══ Source records ══

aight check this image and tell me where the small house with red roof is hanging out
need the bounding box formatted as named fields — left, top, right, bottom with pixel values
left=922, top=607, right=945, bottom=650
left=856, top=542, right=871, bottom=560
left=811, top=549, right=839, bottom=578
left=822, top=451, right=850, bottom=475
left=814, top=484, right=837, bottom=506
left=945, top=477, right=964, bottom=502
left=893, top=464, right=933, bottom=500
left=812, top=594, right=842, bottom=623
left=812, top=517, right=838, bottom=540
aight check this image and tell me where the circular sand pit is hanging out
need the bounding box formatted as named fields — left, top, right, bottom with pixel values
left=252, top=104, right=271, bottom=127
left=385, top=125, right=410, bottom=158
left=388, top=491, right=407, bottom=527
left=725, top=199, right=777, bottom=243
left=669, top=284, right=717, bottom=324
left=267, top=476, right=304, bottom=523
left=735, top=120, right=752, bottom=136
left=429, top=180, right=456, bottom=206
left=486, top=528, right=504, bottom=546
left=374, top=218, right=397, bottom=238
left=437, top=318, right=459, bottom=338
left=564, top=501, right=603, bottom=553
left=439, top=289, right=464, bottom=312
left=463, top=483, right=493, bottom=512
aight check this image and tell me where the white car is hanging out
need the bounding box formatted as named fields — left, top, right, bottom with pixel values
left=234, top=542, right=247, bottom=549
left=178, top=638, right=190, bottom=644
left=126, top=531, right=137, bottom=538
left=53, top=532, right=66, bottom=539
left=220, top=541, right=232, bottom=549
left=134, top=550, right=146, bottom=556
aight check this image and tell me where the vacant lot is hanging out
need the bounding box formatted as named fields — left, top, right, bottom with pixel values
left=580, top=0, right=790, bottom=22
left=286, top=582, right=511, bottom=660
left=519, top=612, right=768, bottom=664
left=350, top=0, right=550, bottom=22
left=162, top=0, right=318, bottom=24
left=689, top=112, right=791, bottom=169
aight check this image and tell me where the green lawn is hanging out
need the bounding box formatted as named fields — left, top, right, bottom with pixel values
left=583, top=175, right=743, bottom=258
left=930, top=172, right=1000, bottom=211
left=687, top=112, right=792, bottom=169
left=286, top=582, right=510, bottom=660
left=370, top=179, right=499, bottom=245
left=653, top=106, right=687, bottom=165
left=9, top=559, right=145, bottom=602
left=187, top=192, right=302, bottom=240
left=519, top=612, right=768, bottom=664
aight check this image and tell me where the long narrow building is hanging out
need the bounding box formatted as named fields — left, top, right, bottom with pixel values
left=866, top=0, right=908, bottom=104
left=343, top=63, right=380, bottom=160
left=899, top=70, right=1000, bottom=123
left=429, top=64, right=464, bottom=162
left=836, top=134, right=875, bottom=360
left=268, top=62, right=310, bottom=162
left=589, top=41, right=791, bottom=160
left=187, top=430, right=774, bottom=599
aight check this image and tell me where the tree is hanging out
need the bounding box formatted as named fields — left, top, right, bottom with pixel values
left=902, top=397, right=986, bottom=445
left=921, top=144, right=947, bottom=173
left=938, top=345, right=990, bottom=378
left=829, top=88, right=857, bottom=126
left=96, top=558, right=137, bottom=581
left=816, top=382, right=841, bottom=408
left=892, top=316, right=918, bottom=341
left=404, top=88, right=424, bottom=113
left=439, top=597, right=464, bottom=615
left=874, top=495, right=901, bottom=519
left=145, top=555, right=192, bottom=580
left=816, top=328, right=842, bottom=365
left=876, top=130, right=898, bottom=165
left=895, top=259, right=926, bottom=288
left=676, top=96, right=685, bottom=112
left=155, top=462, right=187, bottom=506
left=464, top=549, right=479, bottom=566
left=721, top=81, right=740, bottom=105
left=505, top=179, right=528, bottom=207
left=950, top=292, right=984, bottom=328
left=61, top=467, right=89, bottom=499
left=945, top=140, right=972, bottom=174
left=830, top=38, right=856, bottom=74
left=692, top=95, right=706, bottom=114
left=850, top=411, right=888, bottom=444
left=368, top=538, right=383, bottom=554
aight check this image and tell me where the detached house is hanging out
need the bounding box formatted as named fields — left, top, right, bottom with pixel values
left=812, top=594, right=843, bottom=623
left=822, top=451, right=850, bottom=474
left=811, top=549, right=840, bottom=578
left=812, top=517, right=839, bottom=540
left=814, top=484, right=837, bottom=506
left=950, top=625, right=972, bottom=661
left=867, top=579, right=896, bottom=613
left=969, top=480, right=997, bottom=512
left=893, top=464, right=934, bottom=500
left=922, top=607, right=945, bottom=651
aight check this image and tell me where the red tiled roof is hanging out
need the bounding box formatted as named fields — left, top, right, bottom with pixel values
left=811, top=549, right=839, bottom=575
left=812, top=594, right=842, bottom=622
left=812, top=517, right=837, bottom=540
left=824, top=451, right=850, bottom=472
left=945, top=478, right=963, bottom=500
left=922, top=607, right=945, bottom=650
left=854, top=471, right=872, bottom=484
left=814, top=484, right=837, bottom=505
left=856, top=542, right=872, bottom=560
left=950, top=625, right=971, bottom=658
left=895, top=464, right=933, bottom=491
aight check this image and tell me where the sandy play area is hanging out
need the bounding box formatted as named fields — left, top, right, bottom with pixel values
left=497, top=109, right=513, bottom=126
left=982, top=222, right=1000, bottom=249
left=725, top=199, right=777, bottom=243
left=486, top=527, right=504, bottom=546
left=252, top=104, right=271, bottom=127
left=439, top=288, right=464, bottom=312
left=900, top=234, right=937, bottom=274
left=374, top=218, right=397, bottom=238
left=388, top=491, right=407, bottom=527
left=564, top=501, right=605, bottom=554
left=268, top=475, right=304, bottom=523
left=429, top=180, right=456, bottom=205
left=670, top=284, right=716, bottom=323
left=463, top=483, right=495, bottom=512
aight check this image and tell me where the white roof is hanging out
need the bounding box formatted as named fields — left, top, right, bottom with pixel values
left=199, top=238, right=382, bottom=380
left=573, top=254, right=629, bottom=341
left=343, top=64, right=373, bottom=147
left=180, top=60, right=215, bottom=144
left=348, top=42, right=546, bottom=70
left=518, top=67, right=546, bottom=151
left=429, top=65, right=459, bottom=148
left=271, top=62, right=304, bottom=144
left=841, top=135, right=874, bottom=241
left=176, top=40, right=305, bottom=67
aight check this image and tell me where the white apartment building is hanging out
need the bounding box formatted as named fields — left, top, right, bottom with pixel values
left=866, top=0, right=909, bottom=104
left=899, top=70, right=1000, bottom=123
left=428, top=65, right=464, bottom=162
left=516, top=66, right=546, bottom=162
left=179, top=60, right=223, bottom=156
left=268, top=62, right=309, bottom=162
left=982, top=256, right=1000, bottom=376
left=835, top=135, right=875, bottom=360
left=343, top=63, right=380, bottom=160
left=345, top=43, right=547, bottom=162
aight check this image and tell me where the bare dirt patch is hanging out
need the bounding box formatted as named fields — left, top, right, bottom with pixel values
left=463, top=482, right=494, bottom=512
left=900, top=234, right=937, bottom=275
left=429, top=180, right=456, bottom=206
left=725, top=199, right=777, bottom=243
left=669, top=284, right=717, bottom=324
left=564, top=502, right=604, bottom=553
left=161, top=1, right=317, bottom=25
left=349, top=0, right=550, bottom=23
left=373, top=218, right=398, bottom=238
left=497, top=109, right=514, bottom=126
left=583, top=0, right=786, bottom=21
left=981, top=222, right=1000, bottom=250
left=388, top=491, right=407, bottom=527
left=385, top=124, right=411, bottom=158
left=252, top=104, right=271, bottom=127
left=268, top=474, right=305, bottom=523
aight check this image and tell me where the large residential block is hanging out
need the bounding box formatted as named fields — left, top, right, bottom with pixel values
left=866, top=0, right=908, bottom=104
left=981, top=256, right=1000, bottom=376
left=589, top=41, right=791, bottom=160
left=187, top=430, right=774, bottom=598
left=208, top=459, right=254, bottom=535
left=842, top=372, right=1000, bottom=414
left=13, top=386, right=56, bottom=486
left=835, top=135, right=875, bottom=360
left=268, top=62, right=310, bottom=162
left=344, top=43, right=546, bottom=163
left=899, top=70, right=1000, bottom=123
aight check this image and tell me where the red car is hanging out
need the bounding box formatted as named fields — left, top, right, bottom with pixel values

═══

Please copy every line of the data that carries the string "house".

aight check this image and tell me where the small house with red roof is hanging out
aight check this image and tell me where the detached house is hanging out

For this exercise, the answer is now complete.